WRITTEN PROBLEM:
Render the lines below as a numbered list, omitting any blank lines.

Extracted records:
-----

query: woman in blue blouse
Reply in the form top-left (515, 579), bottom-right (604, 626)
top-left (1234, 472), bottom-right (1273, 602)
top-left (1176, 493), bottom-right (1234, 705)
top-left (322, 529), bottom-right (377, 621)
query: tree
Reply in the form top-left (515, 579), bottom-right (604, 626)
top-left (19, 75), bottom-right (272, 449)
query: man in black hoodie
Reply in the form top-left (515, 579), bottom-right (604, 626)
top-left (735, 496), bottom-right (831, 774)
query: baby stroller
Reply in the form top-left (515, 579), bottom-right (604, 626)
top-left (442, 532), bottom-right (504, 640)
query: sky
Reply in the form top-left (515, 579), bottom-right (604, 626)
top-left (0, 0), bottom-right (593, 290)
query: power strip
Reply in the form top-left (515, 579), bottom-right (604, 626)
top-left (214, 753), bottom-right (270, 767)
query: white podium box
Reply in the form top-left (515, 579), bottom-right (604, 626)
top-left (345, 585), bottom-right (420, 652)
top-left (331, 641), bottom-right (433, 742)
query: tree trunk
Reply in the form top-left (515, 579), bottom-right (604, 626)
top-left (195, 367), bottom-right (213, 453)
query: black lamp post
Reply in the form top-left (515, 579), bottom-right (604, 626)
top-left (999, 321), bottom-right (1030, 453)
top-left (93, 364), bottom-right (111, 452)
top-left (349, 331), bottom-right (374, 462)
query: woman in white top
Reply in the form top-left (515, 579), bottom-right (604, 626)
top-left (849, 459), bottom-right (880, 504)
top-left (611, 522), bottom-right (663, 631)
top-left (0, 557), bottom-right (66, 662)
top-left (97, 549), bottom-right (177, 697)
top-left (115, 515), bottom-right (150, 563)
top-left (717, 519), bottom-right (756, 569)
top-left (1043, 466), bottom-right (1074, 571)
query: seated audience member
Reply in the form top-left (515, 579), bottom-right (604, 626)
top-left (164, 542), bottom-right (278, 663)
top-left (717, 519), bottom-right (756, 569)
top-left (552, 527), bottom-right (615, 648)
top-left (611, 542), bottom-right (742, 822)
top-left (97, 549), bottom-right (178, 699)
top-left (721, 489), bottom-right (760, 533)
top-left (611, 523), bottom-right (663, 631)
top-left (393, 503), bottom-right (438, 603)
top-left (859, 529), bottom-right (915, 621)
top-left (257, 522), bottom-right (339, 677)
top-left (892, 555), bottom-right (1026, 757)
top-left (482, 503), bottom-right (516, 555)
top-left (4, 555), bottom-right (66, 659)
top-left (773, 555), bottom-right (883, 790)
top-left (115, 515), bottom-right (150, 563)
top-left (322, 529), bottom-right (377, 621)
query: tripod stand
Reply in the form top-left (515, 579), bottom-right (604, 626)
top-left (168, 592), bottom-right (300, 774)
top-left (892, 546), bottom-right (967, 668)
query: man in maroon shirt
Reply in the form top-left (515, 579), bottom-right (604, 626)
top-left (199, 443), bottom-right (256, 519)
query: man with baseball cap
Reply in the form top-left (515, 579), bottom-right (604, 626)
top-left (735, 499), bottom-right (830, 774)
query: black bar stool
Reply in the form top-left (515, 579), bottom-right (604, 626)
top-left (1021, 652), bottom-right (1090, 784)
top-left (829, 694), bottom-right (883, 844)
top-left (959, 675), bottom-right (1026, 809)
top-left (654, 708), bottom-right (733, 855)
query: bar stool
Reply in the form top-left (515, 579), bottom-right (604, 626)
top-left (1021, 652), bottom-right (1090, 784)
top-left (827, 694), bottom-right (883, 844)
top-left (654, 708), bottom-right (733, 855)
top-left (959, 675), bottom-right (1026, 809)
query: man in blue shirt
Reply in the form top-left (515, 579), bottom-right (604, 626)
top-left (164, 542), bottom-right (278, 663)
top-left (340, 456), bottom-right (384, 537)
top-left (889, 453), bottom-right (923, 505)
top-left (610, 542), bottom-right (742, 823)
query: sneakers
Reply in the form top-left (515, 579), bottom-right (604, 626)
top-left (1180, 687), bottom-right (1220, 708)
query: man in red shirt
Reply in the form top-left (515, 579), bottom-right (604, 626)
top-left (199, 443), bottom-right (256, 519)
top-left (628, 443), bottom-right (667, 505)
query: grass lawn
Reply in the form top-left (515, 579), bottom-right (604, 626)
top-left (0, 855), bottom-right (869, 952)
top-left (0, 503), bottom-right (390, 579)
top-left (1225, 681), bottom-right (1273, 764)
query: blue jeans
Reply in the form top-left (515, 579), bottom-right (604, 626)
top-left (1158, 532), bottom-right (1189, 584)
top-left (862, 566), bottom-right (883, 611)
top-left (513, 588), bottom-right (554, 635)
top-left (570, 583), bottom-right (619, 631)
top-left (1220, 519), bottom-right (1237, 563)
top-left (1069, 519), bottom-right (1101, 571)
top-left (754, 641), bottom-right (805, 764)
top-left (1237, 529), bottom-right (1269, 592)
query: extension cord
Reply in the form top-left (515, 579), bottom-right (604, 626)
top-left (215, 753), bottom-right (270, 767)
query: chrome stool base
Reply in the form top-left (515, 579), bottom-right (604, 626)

-----

REPLY TO THE EXERCISE:
1. query: woman in blue blouse
2. Reply in the form top-left (515, 579), bottom-right (604, 626)
3. top-left (1234, 472), bottom-right (1273, 602)
4. top-left (1176, 493), bottom-right (1234, 705)
5. top-left (322, 529), bottom-right (377, 621)
6. query: tree
7. Reply in the form top-left (515, 579), bottom-right (604, 626)
8. top-left (19, 75), bottom-right (272, 449)
9. query: man in black hoodie
10. Reply in the form top-left (515, 579), bottom-right (604, 626)
11. top-left (735, 496), bottom-right (831, 774)
12. query: baby stroller
13. Reply in the form top-left (515, 579), bottom-right (604, 626)
14. top-left (442, 532), bottom-right (504, 640)
15. query: sky
16. Reply in the form top-left (515, 579), bottom-right (604, 626)
17. top-left (0, 0), bottom-right (593, 290)
18. query: power strip
19. Reply in the form top-left (515, 579), bottom-right (604, 626)
20. top-left (214, 753), bottom-right (270, 767)
21. query: white podium box
22. Reply in the form top-left (515, 579), bottom-right (604, 626)
23. top-left (345, 585), bottom-right (420, 652)
24. top-left (331, 641), bottom-right (433, 742)
25. query: tree trunk
26. Reply in the form top-left (515, 579), bottom-right (604, 626)
27. top-left (195, 367), bottom-right (213, 453)
28. query: black lamp post
29. Reply in the form top-left (515, 579), bottom-right (604, 626)
30. top-left (999, 321), bottom-right (1030, 453)
31. top-left (93, 364), bottom-right (111, 452)
32. top-left (349, 331), bottom-right (374, 462)
33. query: woman in white top
34. Reply in the form top-left (515, 579), bottom-right (604, 626)
35. top-left (849, 459), bottom-right (880, 504)
36. top-left (611, 522), bottom-right (663, 631)
37. top-left (0, 557), bottom-right (66, 662)
38. top-left (97, 549), bottom-right (177, 697)
39. top-left (115, 515), bottom-right (150, 563)
40. top-left (717, 519), bottom-right (756, 569)
41. top-left (1043, 466), bottom-right (1074, 571)
42. query: seated audience member
43. Reply in the form top-left (515, 579), bottom-right (604, 626)
44. top-left (164, 542), bottom-right (278, 663)
45. top-left (717, 519), bottom-right (756, 569)
46. top-left (552, 527), bottom-right (615, 648)
47. top-left (611, 542), bottom-right (742, 822)
48. top-left (97, 549), bottom-right (178, 699)
49. top-left (721, 489), bottom-right (760, 533)
50. top-left (611, 523), bottom-right (663, 631)
51. top-left (393, 503), bottom-right (438, 603)
52. top-left (859, 529), bottom-right (915, 621)
53. top-left (257, 522), bottom-right (339, 677)
54. top-left (892, 555), bottom-right (1026, 757)
55. top-left (482, 503), bottom-right (516, 555)
56. top-left (4, 555), bottom-right (66, 659)
57. top-left (773, 555), bottom-right (883, 790)
58. top-left (115, 515), bottom-right (150, 563)
59. top-left (322, 529), bottom-right (377, 621)
60. query: tripod stand
61. Reply in the form top-left (515, 579), bottom-right (604, 626)
62. top-left (168, 592), bottom-right (300, 774)
63. top-left (892, 546), bottom-right (967, 668)
64. query: man in maroon shirt
65. Reply in the form top-left (515, 579), bottom-right (604, 626)
66. top-left (199, 443), bottom-right (256, 519)
67. query: man with baseball cap
68. Reply in the form top-left (515, 579), bottom-right (604, 626)
69. top-left (735, 499), bottom-right (830, 774)
70. query: black bar stool
71. Reply in the form top-left (515, 579), bottom-right (604, 626)
72. top-left (1021, 652), bottom-right (1090, 784)
73. top-left (829, 694), bottom-right (883, 844)
74. top-left (959, 675), bottom-right (1026, 809)
75. top-left (654, 708), bottom-right (733, 855)
76. query: bar stool
77. Reply in the form top-left (515, 579), bottom-right (604, 626)
78. top-left (1021, 652), bottom-right (1090, 784)
79. top-left (827, 694), bottom-right (883, 844)
80. top-left (654, 708), bottom-right (733, 855)
81. top-left (959, 675), bottom-right (1026, 809)
82. query: man in blue shirt
83. Reply in the form top-left (515, 579), bottom-right (604, 626)
84. top-left (164, 542), bottom-right (278, 663)
85. top-left (340, 456), bottom-right (384, 537)
86. top-left (889, 453), bottom-right (923, 505)
87. top-left (610, 542), bottom-right (742, 823)
88. query: sneakers
89. Reply in the form top-left (515, 579), bottom-right (604, 626)
90. top-left (1180, 687), bottom-right (1220, 708)
91. query: man in red shirt
92. Reply in the form top-left (515, 579), bottom-right (604, 626)
93. top-left (199, 443), bottom-right (256, 519)
94. top-left (628, 443), bottom-right (667, 505)
95. query: grass lawn
96. Reply in the form top-left (515, 579), bottom-right (604, 626)
97. top-left (0, 855), bottom-right (869, 952)
98. top-left (0, 503), bottom-right (390, 579)
99. top-left (1225, 681), bottom-right (1273, 764)
100. query: blue jeans
101. Reply in the form top-left (515, 579), bottom-right (604, 626)
102. top-left (1158, 532), bottom-right (1189, 584)
103. top-left (862, 566), bottom-right (883, 611)
104. top-left (513, 588), bottom-right (554, 635)
105. top-left (570, 583), bottom-right (619, 631)
106. top-left (1220, 519), bottom-right (1237, 563)
107. top-left (1069, 519), bottom-right (1101, 571)
108. top-left (754, 641), bottom-right (805, 764)
109. top-left (1237, 529), bottom-right (1269, 592)
110. query: extension cord
111. Reply in the form top-left (515, 579), bottom-right (604, 626)
112. top-left (215, 753), bottom-right (270, 767)
113. query: chrome stool base
114. Reply in the form top-left (515, 579), bottom-right (604, 626)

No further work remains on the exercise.